- What the task asks:
Swap "tall clear glass vase" for "slim glass vase" in the records, starting with the line containing "Query: tall clear glass vase" and going on through the end of the records, and give those lines again with everything else unchanged.

━━ Records provided ━━

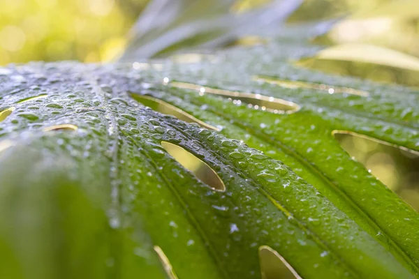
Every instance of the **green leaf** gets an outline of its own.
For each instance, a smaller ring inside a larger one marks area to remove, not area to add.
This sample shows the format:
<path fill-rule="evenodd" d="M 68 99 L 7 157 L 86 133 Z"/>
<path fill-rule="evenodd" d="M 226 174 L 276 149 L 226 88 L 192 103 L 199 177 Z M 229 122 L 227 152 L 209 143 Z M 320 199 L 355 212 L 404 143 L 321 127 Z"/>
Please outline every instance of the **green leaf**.
<path fill-rule="evenodd" d="M 258 278 L 266 246 L 304 279 L 417 278 L 419 214 L 332 133 L 419 151 L 418 91 L 297 68 L 320 47 L 290 28 L 197 63 L 1 69 L 2 278 Z"/>

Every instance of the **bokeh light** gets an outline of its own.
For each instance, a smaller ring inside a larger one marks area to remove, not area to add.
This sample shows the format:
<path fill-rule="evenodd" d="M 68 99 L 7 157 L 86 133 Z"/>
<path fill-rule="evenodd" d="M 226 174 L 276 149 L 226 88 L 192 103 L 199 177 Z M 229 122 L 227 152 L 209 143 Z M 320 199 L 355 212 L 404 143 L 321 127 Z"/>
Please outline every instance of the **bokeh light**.
<path fill-rule="evenodd" d="M 112 59 L 147 0 L 0 0 L 0 65 Z"/>

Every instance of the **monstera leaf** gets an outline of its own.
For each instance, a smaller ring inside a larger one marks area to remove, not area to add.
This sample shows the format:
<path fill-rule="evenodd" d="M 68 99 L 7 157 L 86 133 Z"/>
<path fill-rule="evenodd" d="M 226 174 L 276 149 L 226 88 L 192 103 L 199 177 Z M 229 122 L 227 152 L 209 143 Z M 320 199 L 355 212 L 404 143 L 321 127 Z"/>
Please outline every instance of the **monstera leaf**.
<path fill-rule="evenodd" d="M 297 31 L 0 69 L 1 278 L 417 278 L 419 214 L 333 134 L 418 151 L 419 92 L 295 66 Z"/>

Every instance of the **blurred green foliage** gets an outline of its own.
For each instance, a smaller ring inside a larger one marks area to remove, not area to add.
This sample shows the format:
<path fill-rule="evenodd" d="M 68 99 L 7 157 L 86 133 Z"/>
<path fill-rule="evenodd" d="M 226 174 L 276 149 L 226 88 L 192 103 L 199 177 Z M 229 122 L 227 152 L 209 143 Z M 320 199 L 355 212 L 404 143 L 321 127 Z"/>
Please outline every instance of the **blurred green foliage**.
<path fill-rule="evenodd" d="M 270 1 L 237 0 L 231 10 L 240 13 Z M 147 2 L 0 0 L 0 65 L 33 60 L 110 61 L 124 51 L 126 34 Z M 305 0 L 288 22 L 339 17 L 341 20 L 330 32 L 314 38 L 316 43 L 326 46 L 372 44 L 419 57 L 418 0 Z M 250 44 L 260 43 L 257 38 L 250 38 Z M 243 38 L 237 43 L 249 43 L 249 39 Z M 316 58 L 305 66 L 378 82 L 419 86 L 418 72 L 405 69 Z M 417 157 L 362 138 L 345 135 L 337 140 L 373 174 L 419 210 Z"/>
<path fill-rule="evenodd" d="M 108 61 L 146 0 L 0 0 L 0 65 Z"/>

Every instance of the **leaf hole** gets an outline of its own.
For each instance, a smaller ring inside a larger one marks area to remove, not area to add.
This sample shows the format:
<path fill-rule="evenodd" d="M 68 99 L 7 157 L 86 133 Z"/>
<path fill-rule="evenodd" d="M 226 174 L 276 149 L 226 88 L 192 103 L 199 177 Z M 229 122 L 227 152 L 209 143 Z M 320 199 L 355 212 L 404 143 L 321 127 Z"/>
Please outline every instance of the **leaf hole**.
<path fill-rule="evenodd" d="M 369 93 L 367 91 L 364 91 L 362 90 L 353 89 L 352 88 L 348 87 L 339 87 L 339 86 L 334 86 L 331 85 L 324 84 L 316 84 L 316 83 L 311 83 L 311 82 L 304 82 L 300 81 L 293 81 L 293 80 L 280 80 L 277 78 L 272 78 L 268 77 L 262 77 L 256 75 L 253 77 L 253 80 L 256 82 L 263 82 L 269 83 L 270 84 L 275 84 L 280 86 L 281 87 L 288 88 L 288 89 L 316 89 L 325 91 L 329 94 L 336 94 L 336 93 L 346 93 L 346 94 L 351 94 L 351 95 L 357 95 L 362 96 L 368 96 Z"/>
<path fill-rule="evenodd" d="M 220 192 L 226 190 L 226 186 L 221 179 L 206 163 L 183 147 L 164 141 L 161 144 L 180 165 L 193 172 L 200 181 L 212 190 Z"/>
<path fill-rule="evenodd" d="M 149 107 L 152 110 L 159 112 L 161 114 L 172 115 L 176 118 L 182 120 L 185 122 L 196 123 L 200 126 L 207 129 L 213 130 L 216 131 L 220 130 L 220 129 L 219 129 L 218 128 L 216 128 L 210 124 L 207 124 L 206 123 L 201 121 L 197 118 L 189 114 L 189 113 L 184 112 L 181 109 L 175 107 L 174 105 L 170 105 L 161 100 L 144 95 L 131 93 L 131 96 L 133 99 L 141 103 L 142 105 Z"/>
<path fill-rule="evenodd" d="M 16 110 L 15 107 L 11 107 L 0 112 L 0 122 L 6 119 L 15 110 Z"/>
<path fill-rule="evenodd" d="M 259 247 L 263 279 L 302 279 L 278 252 L 267 246 Z"/>
<path fill-rule="evenodd" d="M 53 126 L 50 126 L 44 128 L 44 131 L 49 132 L 53 130 L 76 130 L 78 129 L 78 127 L 75 125 L 73 124 L 60 124 L 60 125 L 54 125 Z"/>
<path fill-rule="evenodd" d="M 231 91 L 179 82 L 170 82 L 170 86 L 183 89 L 196 91 L 200 96 L 203 96 L 205 93 L 219 96 L 228 99 L 235 105 L 241 105 L 243 103 L 247 104 L 247 107 L 249 108 L 264 110 L 275 114 L 291 114 L 300 110 L 300 106 L 293 102 L 260 94 Z"/>
<path fill-rule="evenodd" d="M 419 152 L 350 131 L 334 130 L 341 146 L 419 211 Z"/>
<path fill-rule="evenodd" d="M 176 274 L 175 273 L 175 271 L 173 271 L 172 264 L 170 264 L 170 262 L 169 262 L 169 259 L 168 259 L 168 257 L 166 255 L 166 254 L 164 253 L 164 252 L 163 252 L 163 250 L 161 250 L 161 248 L 159 246 L 154 246 L 154 251 L 156 251 L 156 252 L 159 255 L 160 262 L 161 262 L 161 264 L 163 265 L 164 270 L 166 271 L 166 273 L 168 274 L 168 276 L 169 276 L 169 278 L 170 279 L 177 279 L 177 276 L 176 276 Z"/>

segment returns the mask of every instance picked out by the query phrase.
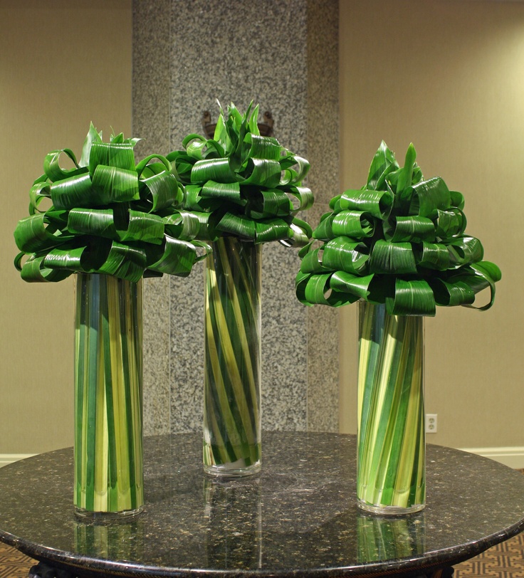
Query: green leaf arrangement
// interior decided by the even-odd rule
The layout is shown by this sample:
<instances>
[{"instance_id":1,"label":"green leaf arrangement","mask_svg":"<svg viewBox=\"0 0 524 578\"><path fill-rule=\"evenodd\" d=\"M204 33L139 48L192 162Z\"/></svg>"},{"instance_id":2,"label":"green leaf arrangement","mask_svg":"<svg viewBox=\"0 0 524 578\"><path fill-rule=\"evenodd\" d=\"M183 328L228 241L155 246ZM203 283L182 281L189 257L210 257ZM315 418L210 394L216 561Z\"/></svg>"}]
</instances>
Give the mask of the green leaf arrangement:
<instances>
[{"instance_id":1,"label":"green leaf arrangement","mask_svg":"<svg viewBox=\"0 0 524 578\"><path fill-rule=\"evenodd\" d=\"M357 496L379 513L425 503L423 316L473 307L501 271L466 235L463 196L424 179L412 144L404 167L384 142L367 182L334 197L299 253L297 296L308 305L360 300ZM316 246L319 244L320 246Z\"/></svg>"},{"instance_id":2,"label":"green leaf arrangement","mask_svg":"<svg viewBox=\"0 0 524 578\"><path fill-rule=\"evenodd\" d=\"M46 156L44 174L29 194L29 215L14 231L22 279L56 282L74 273L132 282L185 276L205 257L207 246L194 241L199 219L181 209L184 189L171 163L151 155L135 166L137 140L120 134L104 142L91 123L79 161L70 149ZM61 167L63 155L73 168Z\"/></svg>"},{"instance_id":3,"label":"green leaf arrangement","mask_svg":"<svg viewBox=\"0 0 524 578\"><path fill-rule=\"evenodd\" d=\"M243 475L260 468L261 245L304 246L297 217L313 202L302 185L309 163L261 136L258 107L220 108L214 137L189 135L167 155L187 192L185 208L213 248L206 263L204 468ZM233 473L236 471L236 473Z\"/></svg>"},{"instance_id":4,"label":"green leaf arrangement","mask_svg":"<svg viewBox=\"0 0 524 578\"><path fill-rule=\"evenodd\" d=\"M313 232L321 246L313 241L300 253L300 301L339 307L362 299L403 315L433 316L436 305L491 307L501 270L466 234L463 195L439 177L424 179L416 157L410 144L400 168L382 142L366 185L331 200ZM486 288L489 303L475 308Z\"/></svg>"},{"instance_id":5,"label":"green leaf arrangement","mask_svg":"<svg viewBox=\"0 0 524 578\"><path fill-rule=\"evenodd\" d=\"M185 208L200 219L197 238L304 246L311 228L296 215L313 203L302 186L309 163L276 138L261 136L258 116L253 103L243 115L230 105L227 117L221 107L213 139L188 135L184 149L167 159L186 186Z\"/></svg>"},{"instance_id":6,"label":"green leaf arrangement","mask_svg":"<svg viewBox=\"0 0 524 578\"><path fill-rule=\"evenodd\" d=\"M187 275L211 250L194 240L199 221L181 209L171 163L151 155L135 165L137 142L120 134L104 142L91 123L79 161L70 149L51 151L14 231L22 279L77 274L74 503L82 515L143 503L138 281ZM73 168L62 168L63 155Z\"/></svg>"}]
</instances>

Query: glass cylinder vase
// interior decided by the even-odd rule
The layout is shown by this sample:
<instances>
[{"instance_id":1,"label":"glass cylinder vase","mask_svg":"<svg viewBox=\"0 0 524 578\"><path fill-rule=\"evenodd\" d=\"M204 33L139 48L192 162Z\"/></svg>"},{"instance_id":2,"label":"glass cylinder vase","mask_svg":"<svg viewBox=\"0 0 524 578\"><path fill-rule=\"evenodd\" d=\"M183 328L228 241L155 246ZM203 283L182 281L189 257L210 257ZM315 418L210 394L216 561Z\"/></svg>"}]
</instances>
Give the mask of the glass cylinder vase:
<instances>
[{"instance_id":1,"label":"glass cylinder vase","mask_svg":"<svg viewBox=\"0 0 524 578\"><path fill-rule=\"evenodd\" d=\"M143 505L142 282L76 275L74 504L82 517Z\"/></svg>"},{"instance_id":2,"label":"glass cylinder vase","mask_svg":"<svg viewBox=\"0 0 524 578\"><path fill-rule=\"evenodd\" d=\"M357 498L380 514L424 507L422 317L359 303Z\"/></svg>"},{"instance_id":3,"label":"glass cylinder vase","mask_svg":"<svg viewBox=\"0 0 524 578\"><path fill-rule=\"evenodd\" d=\"M261 246L212 243L206 267L204 468L229 476L261 468Z\"/></svg>"}]
</instances>

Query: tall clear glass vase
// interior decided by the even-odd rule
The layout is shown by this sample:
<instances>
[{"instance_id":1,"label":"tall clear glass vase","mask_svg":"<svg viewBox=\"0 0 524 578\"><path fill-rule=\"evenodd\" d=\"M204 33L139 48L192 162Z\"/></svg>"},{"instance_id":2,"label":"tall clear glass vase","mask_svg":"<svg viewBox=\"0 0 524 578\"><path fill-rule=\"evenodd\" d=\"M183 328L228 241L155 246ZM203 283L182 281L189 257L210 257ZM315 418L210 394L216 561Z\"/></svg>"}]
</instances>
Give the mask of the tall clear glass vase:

━━━

- Correct answer:
Query: slim glass vase
// interior decided by the even-odd rule
The layout is shown by this sample:
<instances>
[{"instance_id":1,"label":"slim glass vase","mask_svg":"<svg viewBox=\"0 0 524 578\"><path fill-rule=\"evenodd\" d=\"M204 33L139 48L192 162Z\"/></svg>"},{"instance_id":2,"label":"slim glass vase","mask_svg":"<svg viewBox=\"0 0 524 578\"><path fill-rule=\"evenodd\" d=\"M183 328L228 241L155 246ZM203 283L182 281L189 257L210 257ZM315 418L210 394L216 561Z\"/></svg>"}]
</instances>
Give the mask of the slim glass vase:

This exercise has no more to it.